WHAT IS BEING ASKED:
Please find each line in the listing below that contains the word "query", treating uppercase and lowercase as different, and copy those lines out.

GIVEN RECORDS:

_ _ _ _ _ _ _

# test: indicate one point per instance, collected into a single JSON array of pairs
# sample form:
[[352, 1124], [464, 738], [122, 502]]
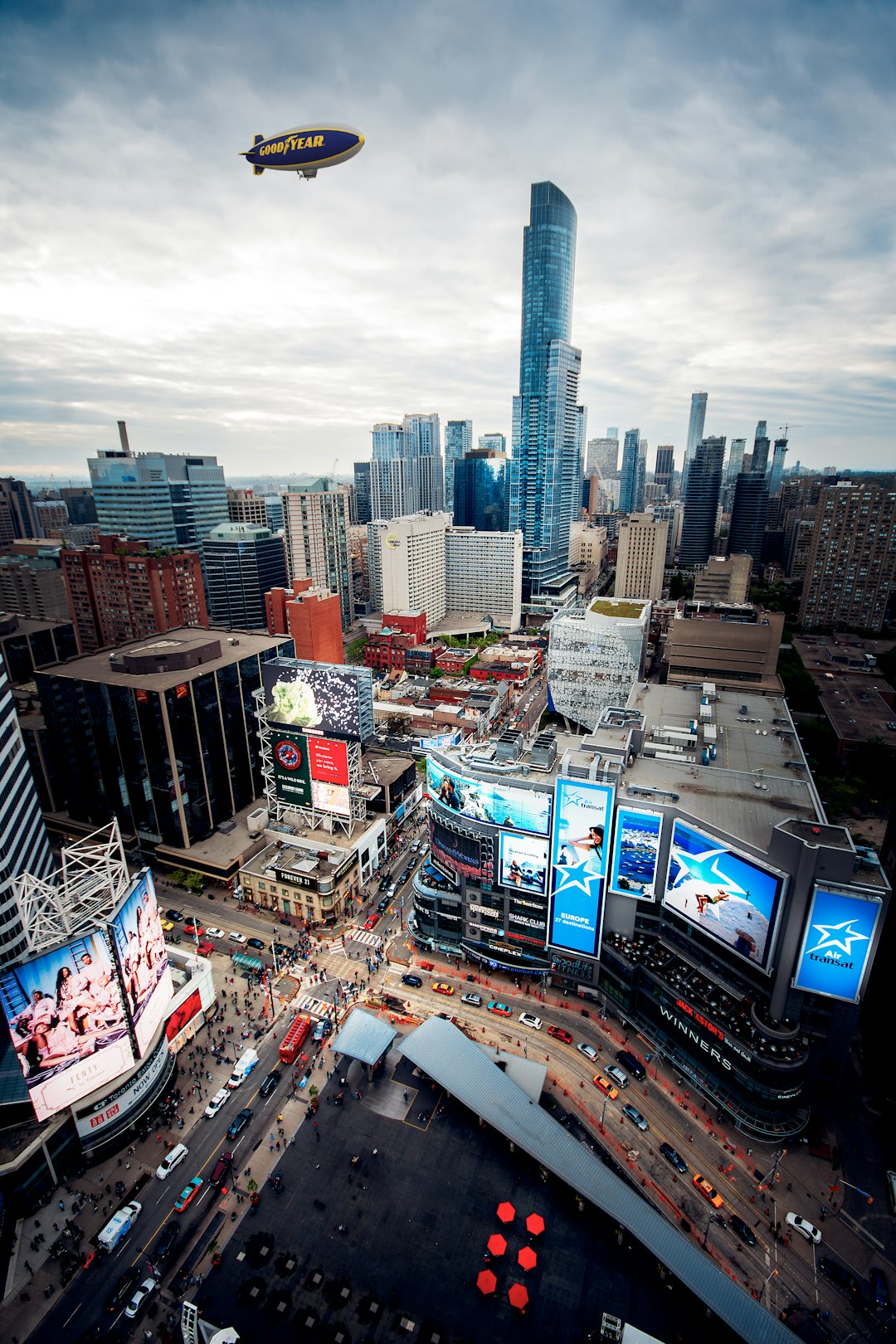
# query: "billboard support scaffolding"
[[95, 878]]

_ _ _ _ _ _ _

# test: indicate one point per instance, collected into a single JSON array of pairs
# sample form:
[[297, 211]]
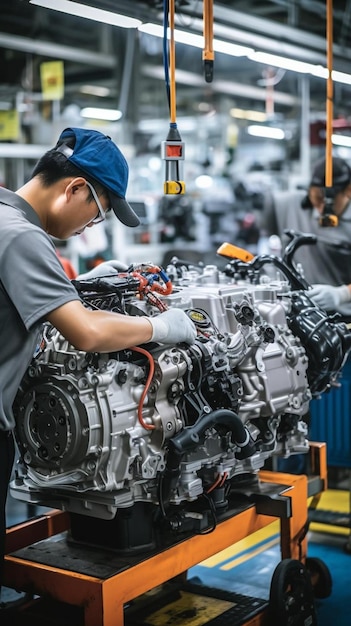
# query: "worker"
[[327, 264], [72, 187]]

_ _ _ _ _ _ _

TASK OUTPUT:
# query: "billboard support scaffolding"
# query: "worker"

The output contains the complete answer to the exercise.